Apparently, one concern that gives pause to those who oppose the majority's interpretation of Article 466 is the "far-reaching and unintended consequences" that could result from a literal interpretation of the article. Those concerns seem to focus particularly on the effect such an interpretation will have on the sale of residential property and the things that might or might not be included in the sale. For example, concern is expressed for the purchaser who might discover that the residence does not have doors, a hot water heater, or a toilet. The entire discussion in this regard is dicta as this case involves a sales tax issue, not the sale of a residence.
Resort to legislative history is unnecessary in this case, because the language of Article 466 is neither ambiguous nor does it lead to absurd results. Nevertheless, an examination of the legislative history of Article 466 reveals no reference whatsoever to the societal expectations test in conjunction with the drafting of the article. Although the legislative materials give no clear indication as to how the legislature intended the two paragraphs of the article to be interpreted, there is support for concluding that the revision of the prior law was intended to provide a simple, bright-line rule for determining component part *1105 status that would produce predictable and consistent results.
First, the original drafts of the revision articles followed the prior law and proposed the adoption of separate articles. Eventually, those articles were combined into one provision, and the language was altered, indicating that the provision should be treated as a single article, not as separate provisions.

=-=-=-=-=

→ **Brief 1**
In the Article 466 excerpt, what kind of issue does the case involve?
→ **Brief 2**
Carry on the Article 466 excerpt from its final sentence, in the same voice.

→ **Provided information**
=-=-=-=-=

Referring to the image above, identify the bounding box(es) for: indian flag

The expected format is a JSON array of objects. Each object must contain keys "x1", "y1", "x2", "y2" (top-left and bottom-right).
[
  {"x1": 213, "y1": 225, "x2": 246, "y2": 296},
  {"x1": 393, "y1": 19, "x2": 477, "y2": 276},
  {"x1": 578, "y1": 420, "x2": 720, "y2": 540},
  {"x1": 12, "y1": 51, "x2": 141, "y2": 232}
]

=-=-=-=-=

→ **Written answer 1**
A sales tax issue, not the sale of a residence.

→ **Written answer 2**
Second, the Expose des Motifs that prefaces Title 1 of Book II of the Civil Code explains the relationship between former Article 467 and new Article 466. The Expose des Motifs notes that Article 467 (1870) "has given rise to many questions as its language has not been carefully chosen and the tests it established for immobilization are appropriate for immovables by destination rather than immovables by nature." Continuing, the Expose states:
New Article 466 (1978) declares that "Things permanently attached to a building or other construction, such as plumbing, heating, cooling, electrical or other installations, are its component parts." Unity of ownership of the building and of the movables is no longer required; moreover, the test of use or convenience of the building is abrogated. Immobilization takes place under Article 466 when movables are permanently attached to a building or other construction.
Expose des Motifs, 3 La. Civ.Code Ann. 3, 12. This comment suggests a rejection of the former civil code article and the adoption of a single unitary test for immobilization in Article 466, at odds with that in the former article and with the jurisprudence interpreting it.
Finally, a close reading undercuts the contention that the Expose supports the societal expectations test. Although "prevailing ideas in society" is alluded to in connection with a discussion of historical civilian approaches to the drafting of legislation that distinguishes between movables and immovables, that is followed in the next paragraph by the explanation that "[i]n contemporary civil law, the distinction rests, in principle, on physical notions of mobility and on `inherent' characteristics of things." Expose des Motifs, 3 La. Civ. Code Ann. at 9-10. This emphasis on physical characteristics and mobility undermines the concept of societal expectations as being integral to the classification of things as movables or immovables. Further, in the same paragraph, the Expose explains that policy goals may often require the law to classify certain objects, such as standing crops, animals, and farm implements, in precisely the opposite way they would be classified if "lay notions" prevailed, indicating the ways in which societal expectations can be unreliable as a source of legal classification. Id. See also, John A. Lovett, Another Great Debate?: The Ambiguous Relationship Between the Revised Civil Code and Pre-Revision Jurisprudence as seen through the Prytania Park Controversy, 48 Loy. L.Rev. 615, 670 (2002).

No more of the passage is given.